- **Source data**
▽
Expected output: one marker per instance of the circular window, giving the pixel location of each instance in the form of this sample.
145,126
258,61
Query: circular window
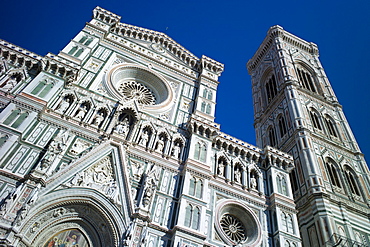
233,228
237,224
132,82
137,91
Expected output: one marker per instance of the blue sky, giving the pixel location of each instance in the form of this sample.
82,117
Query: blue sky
229,32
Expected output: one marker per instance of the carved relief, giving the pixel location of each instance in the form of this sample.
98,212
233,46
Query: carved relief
100,177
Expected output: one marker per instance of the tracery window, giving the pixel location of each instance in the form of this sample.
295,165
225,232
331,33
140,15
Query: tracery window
192,216
272,137
271,88
315,119
306,80
351,179
331,126
200,151
333,174
196,187
282,126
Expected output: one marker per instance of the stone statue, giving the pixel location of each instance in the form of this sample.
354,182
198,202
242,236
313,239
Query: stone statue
150,186
144,139
22,213
238,175
221,168
176,150
81,112
160,145
98,119
123,127
56,146
253,182
64,105
9,85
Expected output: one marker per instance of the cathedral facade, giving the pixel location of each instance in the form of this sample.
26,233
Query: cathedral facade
113,142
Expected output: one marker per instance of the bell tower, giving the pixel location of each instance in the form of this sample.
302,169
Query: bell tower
296,111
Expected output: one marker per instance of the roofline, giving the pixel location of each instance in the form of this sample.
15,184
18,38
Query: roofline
278,32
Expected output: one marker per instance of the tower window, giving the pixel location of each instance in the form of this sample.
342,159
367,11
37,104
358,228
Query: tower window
333,174
271,88
192,217
272,137
351,180
207,94
282,126
196,187
200,152
75,51
315,119
331,126
306,80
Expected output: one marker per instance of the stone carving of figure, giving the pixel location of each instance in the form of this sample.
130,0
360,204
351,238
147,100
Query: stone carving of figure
112,190
137,169
98,119
176,150
123,127
64,105
81,112
160,144
237,175
221,168
253,182
5,205
22,213
9,85
144,138
57,146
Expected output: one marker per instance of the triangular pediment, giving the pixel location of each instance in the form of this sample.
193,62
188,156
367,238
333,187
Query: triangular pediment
102,170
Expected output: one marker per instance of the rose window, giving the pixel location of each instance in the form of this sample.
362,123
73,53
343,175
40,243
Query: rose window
137,91
233,228
237,224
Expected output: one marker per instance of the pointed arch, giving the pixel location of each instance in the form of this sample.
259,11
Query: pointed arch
351,178
331,126
272,136
305,78
282,125
315,118
332,170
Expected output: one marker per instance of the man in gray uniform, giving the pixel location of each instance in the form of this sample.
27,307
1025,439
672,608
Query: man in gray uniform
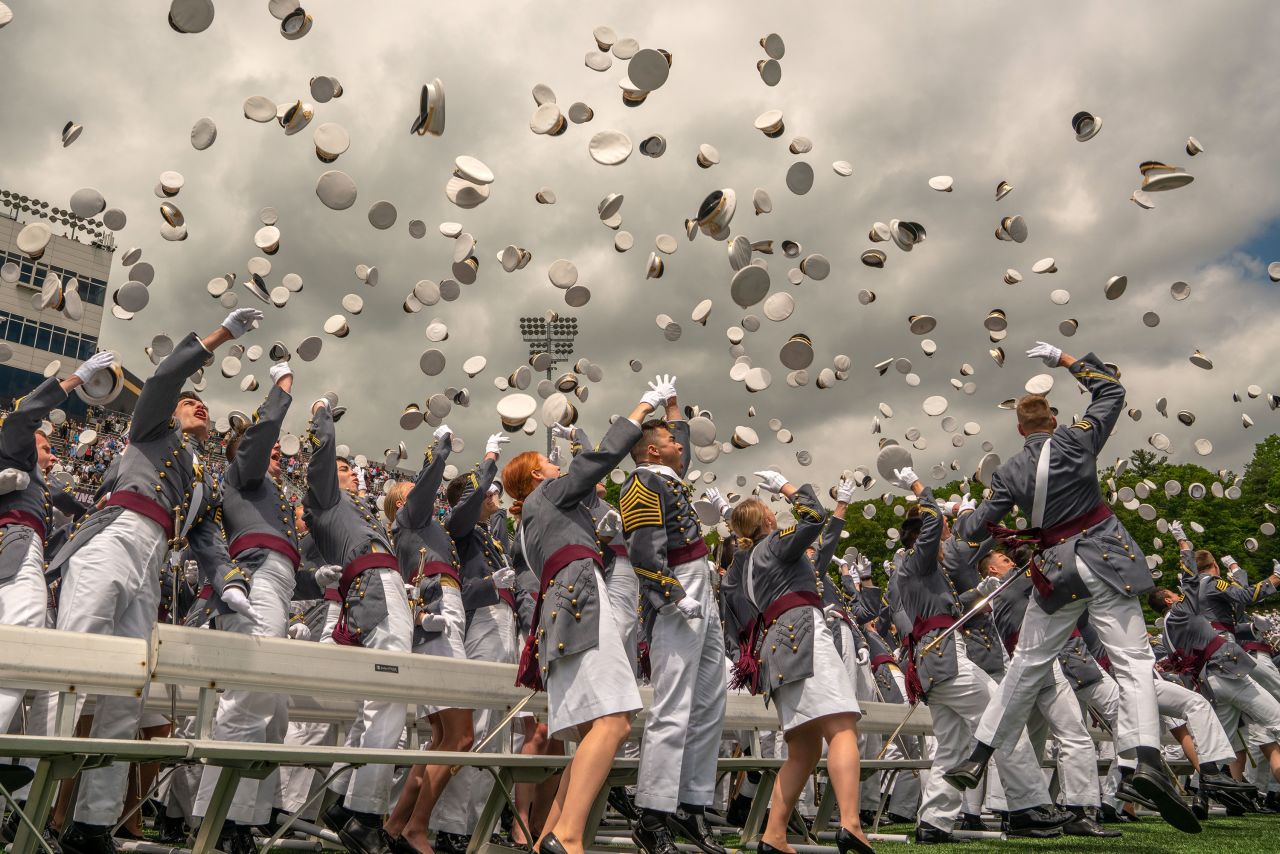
△
- **What you are asked to do**
Reproduce all the records with every "marker" renamed to "point" and everything else left unchanged. Omit the pictures from your output.

- **The result**
Expected output: one point per instance of the circular window, giving the pixel location of each instance in the form of this sample.
145,126
258,61
Query: circular window
233,228
237,224
132,82
137,91
Expected output: one point per instance of the blue sky, giving the pixel location of each instance in the form of this sample.
82,117
Query: blue sky
229,32
Expected output: one point per instance of the carved relief, giving the pixel location of each instance in the form of this sample.
98,212
233,46
Query: carved relief
100,177
Expected output: one point per instance of the tracery window, giving the pixel location of each instance in the form of this sample.
295,165
225,232
331,33
140,15
Query: tracery window
192,216
272,137
271,88
315,119
306,80
351,179
331,126
200,151
333,174
196,187
282,126
Expected output: one point per instance of the stone statue, giving the pixel location of each instance in the form of this sample.
354,182
198,202
242,236
313,239
Query: stone statue
150,186
144,139
22,213
238,175
221,168
176,150
81,112
160,145
98,119
123,127
56,146
253,182
64,105
9,85
Expected output: one point per instance of the cathedral facade, giving the pixel location of each instance in the form of this sample.
26,233
Query: cathedral facade
113,142
Expected output: one point per instance of the bell tower, giving the pixel location of each instance in the form of this sample.
302,169
Query: bell tower
296,111
Expected output: one point per instance of the roofline, giving the pixel location of each instance in the form of this sample.
15,184
18,38
Query: roofline
278,32
Expected output: one point per instance of the tower window, giving the pixel location of each instance in the form of this sample.
342,159
367,11
37,104
358,228
Query: tower window
333,174
271,88
192,217
272,137
351,180
207,94
282,126
196,187
200,152
75,51
315,119
331,126
306,80
Expected output: one point per instance of the stone carving of figure, giving the pixel location of each instance in the form of this sample.
130,0
360,204
351,238
147,100
Query: stone carving of figure
112,190
137,169
98,119
176,150
123,127
64,105
81,112
160,144
237,175
221,168
253,182
5,205
22,213
9,85
144,138
57,146
Expected output: one point per instance of the triangular pediment, giving the pixel location of each instance in the form of this sample.
193,62
188,156
367,238
333,187
Query: triangular pediment
102,170
Expected output: one point per instance of the rose window, giving the pixel location of each instance in the form of this sample.
362,123
73,53
343,175
40,243
Query: rose window
137,91
233,228
237,224
Expected output: one point per instance of the pointed arch, giving the pixel location of each instance in the form of this sample.
259,11
Query: pointed arch
351,178
331,126
272,136
305,78
282,125
315,118
332,170
Expected output: one point per instance of the man in gray uniform, giving the pixel location of each instance in the form of this sample.
27,307
1025,439
672,608
Query: man in gray uniform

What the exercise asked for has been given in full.